(Beginning of Given data)
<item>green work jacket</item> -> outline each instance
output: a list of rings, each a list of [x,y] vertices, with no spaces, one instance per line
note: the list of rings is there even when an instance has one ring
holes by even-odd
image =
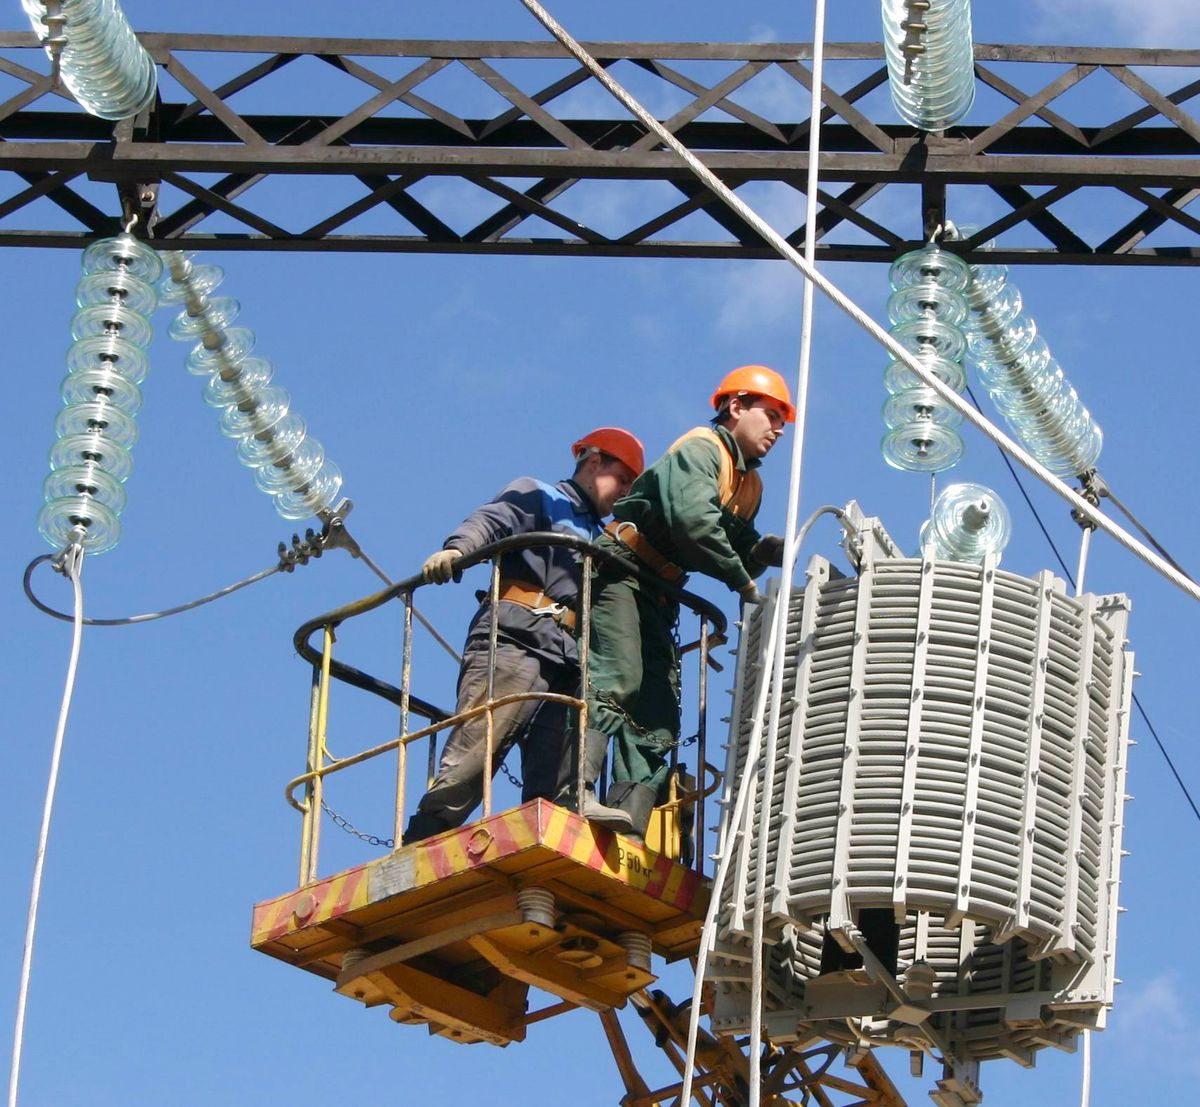
[[[722,505],[718,451],[727,451],[738,474],[752,472],[761,462],[744,458],[724,427],[713,430],[720,446],[707,433],[684,435],[633,482],[629,495],[613,508],[613,518],[633,523],[658,553],[684,572],[704,573],[736,592],[766,565],[750,554],[760,538],[753,525],[757,496],[749,509],[742,506],[740,518]]]

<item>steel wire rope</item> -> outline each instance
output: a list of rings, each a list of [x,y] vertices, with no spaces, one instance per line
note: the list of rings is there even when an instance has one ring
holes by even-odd
[[[717,199],[732,209],[743,219],[751,229],[757,232],[781,257],[790,261],[804,276],[812,281],[817,288],[829,297],[833,303],[846,313],[855,323],[875,339],[892,357],[911,369],[922,381],[940,396],[947,405],[953,408],[968,423],[975,427],[991,442],[1008,451],[1013,457],[1028,469],[1043,483],[1052,488],[1059,496],[1069,503],[1086,519],[1095,523],[1096,527],[1135,557],[1140,558],[1157,573],[1165,577],[1181,591],[1194,600],[1200,600],[1200,585],[1188,580],[1186,576],[1169,565],[1153,550],[1128,534],[1119,524],[1113,522],[1093,504],[1088,503],[1078,492],[1056,477],[1040,461],[1033,457],[1006,435],[999,427],[976,411],[954,389],[940,380],[912,353],[906,350],[883,327],[872,319],[865,311],[855,304],[841,289],[826,276],[814,269],[797,253],[796,249],[775,230],[766,220],[748,204],[740,199],[711,169],[696,157],[686,146],[666,129],[654,116],[647,111],[630,93],[617,82],[610,73],[593,58],[570,34],[550,15],[537,0],[521,0],[529,12],[546,28],[558,42],[570,52],[593,77],[606,88],[626,109],[664,144],[673,150],[684,161],[689,169],[704,183]]]
[[[804,216],[804,260],[816,264],[817,188],[821,160],[821,90],[825,67],[825,0],[816,0],[813,15],[812,97],[808,128],[808,179]],[[762,792],[759,804],[757,848],[758,868],[754,873],[754,917],[750,938],[750,1107],[759,1107],[762,1096],[762,1016],[763,1016],[763,929],[767,887],[767,866],[763,859],[763,843],[767,841],[771,822],[771,781],[779,741],[779,713],[783,704],[784,661],[787,651],[778,645],[787,641],[788,612],[791,607],[792,578],[796,566],[796,524],[800,515],[800,483],[804,466],[804,438],[808,423],[808,381],[812,365],[813,285],[804,282],[800,312],[800,357],[796,369],[795,433],[792,436],[792,455],[788,477],[787,523],[783,538],[783,564],[788,567],[780,574],[779,590],[775,596],[776,650],[771,666],[771,705],[767,714],[767,741],[762,757]],[[751,777],[755,774],[751,769]],[[747,819],[753,805],[747,805]],[[755,835],[748,835],[750,842]],[[693,1003],[693,1009],[697,1005]],[[694,1047],[693,1047],[694,1048]],[[689,1071],[694,1057],[689,1055]],[[687,1100],[685,1098],[684,1102]]]
[[[17,990],[17,1013],[13,1026],[12,1065],[8,1074],[8,1107],[17,1107],[17,1089],[21,1075],[21,1051],[25,1040],[25,1008],[29,997],[29,978],[33,969],[33,943],[37,934],[38,904],[42,894],[42,872],[46,864],[46,846],[50,838],[50,819],[54,813],[54,796],[58,789],[58,770],[62,763],[63,737],[71,701],[75,695],[75,674],[79,669],[79,651],[83,641],[83,546],[71,545],[62,552],[63,572],[70,578],[75,597],[74,629],[71,634],[71,655],[62,702],[58,709],[58,726],[50,753],[50,775],[46,781],[46,797],[42,804],[42,825],[38,833],[37,853],[33,863],[33,884],[29,891],[29,913],[25,922],[25,947],[21,956],[21,981]]]
[[[840,507],[834,507],[832,504],[826,504],[817,508],[804,522],[796,535],[793,549],[798,551],[804,544],[804,539],[808,536],[809,530],[813,525],[824,515],[834,515],[837,518],[844,518],[845,512]],[[785,536],[784,541],[787,541]],[[783,572],[781,580],[786,579],[794,571],[794,566],[786,560],[783,564]],[[767,637],[767,648],[763,654],[762,671],[767,672],[773,670],[774,661],[777,652],[782,652],[778,648],[778,643],[781,640],[781,627],[786,624],[780,619],[773,618],[771,620],[770,630]],[[784,639],[786,640],[786,639]],[[754,714],[751,716],[750,723],[750,740],[746,749],[745,764],[753,766],[758,762],[759,753],[762,746],[763,737],[763,717],[767,711],[767,699],[771,691],[772,681],[764,679],[759,686],[758,695],[755,697]],[[740,837],[744,828],[748,825],[746,811],[749,807],[749,798],[754,790],[754,773],[741,772],[738,774],[738,788],[734,796],[733,810],[726,809],[725,825],[729,828],[727,835],[727,849],[724,854],[715,855],[717,862],[717,871],[713,876],[712,890],[709,893],[708,910],[704,916],[704,926],[700,932],[700,943],[696,952],[696,968],[695,968],[695,985],[692,991],[691,1010],[688,1013],[688,1047],[687,1047],[687,1062],[684,1069],[683,1091],[680,1093],[680,1103],[688,1103],[688,1096],[691,1094],[692,1078],[691,1073],[695,1066],[696,1057],[696,1042],[699,1037],[700,1029],[700,1006],[702,1000],[702,989],[704,986],[704,974],[708,967],[709,948],[713,944],[717,927],[717,915],[720,911],[721,893],[725,887],[725,881],[729,876],[729,865],[733,858],[732,843]],[[762,860],[759,861],[760,866]],[[755,1043],[751,1043],[751,1053],[756,1052]]]

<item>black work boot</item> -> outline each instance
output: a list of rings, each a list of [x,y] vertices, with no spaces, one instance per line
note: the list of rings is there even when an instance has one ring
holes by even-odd
[[[629,815],[629,821],[633,824],[630,835],[644,842],[658,793],[646,784],[634,784],[625,780],[614,784],[608,790],[608,800]]]
[[[620,834],[628,834],[633,829],[633,820],[629,813],[619,807],[606,806],[596,798],[593,782],[604,768],[604,758],[608,753],[608,735],[598,730],[589,730],[584,738],[583,746],[583,809],[579,812],[589,823],[607,827]],[[572,749],[569,765],[571,772],[567,779],[559,780],[559,793],[555,799],[560,807],[574,811],[575,784],[574,773],[575,754]]]
[[[408,820],[408,826],[404,828],[404,837],[400,840],[400,844],[411,846],[414,842],[423,842],[426,838],[432,838],[435,834],[441,834],[443,830],[449,829],[450,827],[436,816],[428,815],[424,811],[417,811]]]

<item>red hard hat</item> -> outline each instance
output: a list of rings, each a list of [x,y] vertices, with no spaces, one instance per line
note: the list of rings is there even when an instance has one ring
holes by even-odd
[[[635,477],[640,476],[646,468],[646,455],[641,442],[620,427],[597,427],[589,431],[571,447],[571,453],[578,459],[589,448],[624,462]]]
[[[726,396],[736,396],[739,392],[748,392],[753,396],[769,396],[778,400],[784,407],[784,418],[789,423],[796,421],[796,409],[792,406],[792,394],[785,381],[774,369],[765,365],[743,365],[725,375],[725,379],[717,385],[712,394],[712,406],[721,410],[721,401]]]

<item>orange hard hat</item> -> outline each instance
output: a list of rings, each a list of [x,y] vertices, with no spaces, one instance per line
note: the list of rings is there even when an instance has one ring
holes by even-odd
[[[726,396],[736,396],[739,392],[748,392],[753,396],[769,396],[778,400],[784,406],[784,418],[789,423],[796,421],[796,409],[792,406],[792,394],[785,381],[774,369],[765,365],[742,365],[730,373],[717,385],[712,394],[712,406],[721,410],[721,401]]]
[[[641,442],[627,430],[620,427],[597,427],[589,431],[571,447],[571,453],[578,459],[588,449],[599,450],[602,454],[615,457],[632,471],[635,477],[641,476],[646,468],[646,453]]]

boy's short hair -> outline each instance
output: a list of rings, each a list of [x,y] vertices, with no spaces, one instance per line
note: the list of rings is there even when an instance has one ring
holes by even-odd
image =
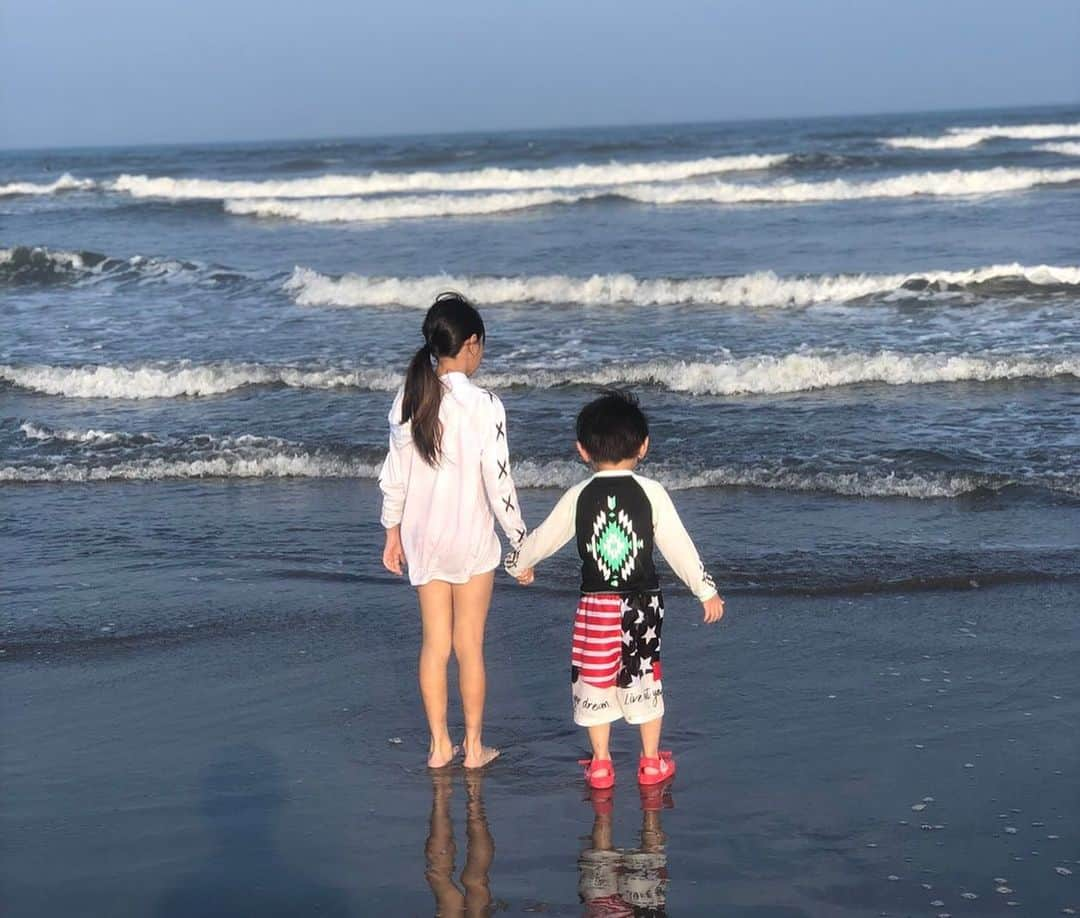
[[[577,440],[593,462],[636,459],[649,436],[649,421],[630,392],[605,389],[577,416]]]

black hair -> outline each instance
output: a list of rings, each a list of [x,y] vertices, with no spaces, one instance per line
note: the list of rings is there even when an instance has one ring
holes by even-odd
[[[649,421],[630,392],[605,389],[577,417],[577,440],[593,462],[636,459],[649,436]]]
[[[442,423],[439,405],[443,384],[435,373],[440,357],[456,357],[473,335],[485,338],[484,320],[460,293],[448,290],[435,297],[424,316],[424,346],[413,355],[405,373],[401,400],[401,423],[412,421],[412,438],[421,458],[435,465],[442,456]]]

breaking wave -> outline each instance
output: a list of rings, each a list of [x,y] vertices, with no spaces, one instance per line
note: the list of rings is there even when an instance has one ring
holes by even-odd
[[[147,459],[115,465],[63,463],[0,468],[6,482],[161,481],[183,478],[374,478],[379,467],[334,457],[292,453],[207,459]]]
[[[58,194],[63,191],[87,191],[95,186],[96,183],[92,179],[75,178],[70,172],[65,172],[55,182],[45,184],[11,182],[8,185],[0,185],[0,198],[15,195]]]
[[[563,303],[585,306],[811,306],[901,291],[978,290],[1008,285],[1032,291],[1080,286],[1080,267],[992,265],[963,271],[910,274],[838,274],[781,277],[759,271],[734,277],[638,278],[630,274],[592,277],[329,277],[296,268],[285,290],[300,306],[408,306],[426,309],[440,290],[464,290],[480,303]]]
[[[87,435],[93,431],[86,431]],[[135,437],[134,434],[118,434]],[[89,436],[87,437],[89,439]],[[162,481],[192,478],[362,478],[374,479],[380,462],[349,455],[348,451],[315,450],[272,437],[194,437],[195,455],[136,458],[111,464],[65,461],[51,465],[0,467],[0,482],[91,483],[103,481]],[[955,498],[976,491],[1009,486],[1039,487],[1080,494],[1080,480],[1063,476],[1014,479],[984,473],[897,472],[791,469],[783,466],[723,466],[681,468],[670,464],[644,469],[671,490],[750,487],[783,491],[817,491],[846,497]],[[513,466],[521,488],[567,488],[585,477],[580,463],[568,460],[522,460]]]
[[[222,395],[248,386],[284,385],[304,389],[356,388],[392,391],[399,377],[390,371],[299,369],[257,363],[62,367],[0,365],[0,381],[68,398],[181,398]]]
[[[820,491],[845,497],[954,498],[1011,485],[1042,487],[1080,493],[1080,480],[1032,478],[1018,481],[1005,475],[947,472],[814,471],[778,466],[725,466],[692,470],[671,465],[652,465],[642,471],[673,491],[694,488],[768,488],[782,491]],[[514,482],[522,488],[569,488],[585,477],[579,463],[568,461],[516,462]]]
[[[461,217],[510,213],[553,204],[579,204],[622,198],[643,204],[805,204],[864,198],[961,197],[1021,191],[1038,185],[1080,181],[1080,169],[1015,169],[921,172],[887,179],[852,182],[688,182],[677,185],[625,185],[579,192],[507,191],[498,194],[423,195],[371,199],[331,198],[311,201],[265,198],[228,200],[231,214],[298,220],[304,223],[353,223],[424,217]]]
[[[889,147],[912,150],[962,150],[985,140],[1048,140],[1051,137],[1080,137],[1080,124],[991,124],[986,127],[952,127],[936,137],[883,137]]]
[[[1021,191],[1037,185],[1080,181],[1080,169],[995,169],[919,172],[869,182],[835,179],[829,182],[776,182],[769,185],[735,185],[699,182],[671,188],[645,187],[620,190],[634,201],[652,204],[718,203],[811,203],[851,201],[861,198],[909,198],[919,196],[961,197]]]
[[[673,182],[720,172],[769,169],[787,158],[785,154],[748,154],[672,162],[609,162],[595,165],[580,163],[548,169],[506,169],[492,166],[458,172],[371,172],[366,175],[322,175],[288,181],[216,181],[121,175],[109,187],[140,198],[232,200],[331,198],[394,192],[580,188],[640,182]]]
[[[148,443],[153,442],[155,439],[148,434],[111,433],[106,430],[54,430],[51,427],[44,427],[32,421],[24,421],[19,425],[19,430],[26,439],[43,442],[52,440],[61,443],[113,445],[119,443]]]
[[[291,201],[279,198],[229,200],[230,214],[298,220],[302,223],[362,223],[372,220],[405,220],[420,217],[471,217],[509,213],[550,204],[576,204],[608,192],[574,194],[558,191],[508,191],[499,194],[437,194],[378,198],[331,198]]]
[[[753,355],[714,361],[655,360],[599,370],[523,367],[477,380],[496,389],[559,386],[657,386],[691,395],[777,395],[863,383],[890,386],[1080,377],[1080,357],[996,354],[815,353]],[[394,391],[388,369],[274,367],[263,364],[122,366],[0,365],[0,381],[69,398],[151,399],[221,395],[248,386]]]
[[[1046,153],[1060,153],[1062,156],[1080,156],[1080,142],[1041,143],[1035,149]]]
[[[103,278],[143,282],[182,276],[217,282],[239,275],[173,258],[143,255],[110,258],[98,252],[65,252],[25,245],[0,249],[0,286],[79,283]]]
[[[148,433],[53,430],[24,422],[33,440],[62,440],[85,448],[83,462],[65,461],[0,468],[0,481],[93,482],[176,478],[372,478],[376,464],[355,449],[310,449],[280,437],[251,434],[157,437]],[[124,446],[123,458],[103,464],[103,447]],[[96,463],[96,464],[95,464]]]

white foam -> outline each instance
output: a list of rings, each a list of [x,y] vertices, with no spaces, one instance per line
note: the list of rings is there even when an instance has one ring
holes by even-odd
(End of Given data)
Above are the records; report each line in them that includes the word "hair".

boy's short hair -> outline each instance
black hair -> outline each instance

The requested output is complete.